____ PROVIDED PASSAGE
First consider putting the Higgs to its vev (we will return to
processes involving physical Higgs fields at the end of this
section). Then, the coupling of the right-handed neutrino to the
wall neutrino generates a small Dirac mass as we have seen, with
the lightest state being predominantly $\nu_L$ but having an
admixture of the higher KK excitations of $\nu_{Rn}^c$. For $n=2$,
this mixing can be $O(1)$ and disastrous, while for higher $n$,
even though the mixing to each state is small, the large multiplicity of
states can still potentially give problems. It is most convenient
to first go to the mass eigenstate basis. Then, the tower of
$\nu_{R \vec n}^c$ KK states only interact through gauge interactions,
with the vertices suppressed by $\theta_{\vec n} \sim m_{\nu}/(|\vec
n|/R)$. Let us consider the implications of this for early
universe (but post ``normalcy temperature" $T_*$ \cite{ADDlong})
________
____ DATA ENTRIES
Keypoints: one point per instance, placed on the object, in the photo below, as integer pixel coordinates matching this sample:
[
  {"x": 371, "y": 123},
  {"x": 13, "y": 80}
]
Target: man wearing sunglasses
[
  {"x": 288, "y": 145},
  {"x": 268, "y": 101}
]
________
▸ **YOUR GOAL**: Copy the passage on neutrino mixing in full, keeping every character and line break unchanged. The material is unrelated to the passage on neutrino mixing.

▸ **RESULT FOR THIS EXERCISE**:
First consider putting the Higgs to its vev (we will return to
processes involving physical Higgs fields at the end of this
section). Then, the coupling of the right-handed neutrino to the
wall neutrino generates a small Dirac mass as we have seen, with
the lightest state being predominantly $\nu_L$ but having an
admixture of the higher KK excitations of $\nu_{Rn}^c$. For $n=2$,
this mixing can be $O(1)$ and disastrous, while for higher $n$,
even though the mixing to each state is small, the large multiplicity of
states can still potentially give problems. It is most convenient
to first go to the mass eigenstate basis. Then, the tower of
$\nu_{R \vec n}^c$ KK states only interact through gauge interactions,
with the vertices suppressed by $\theta_{\vec n} \sim m_{\nu}/(|\vec
n|/R)$. Let us consider the implications of this for early
universe (but post ``normalcy temperature" $T_*$ \cite{ADDlong})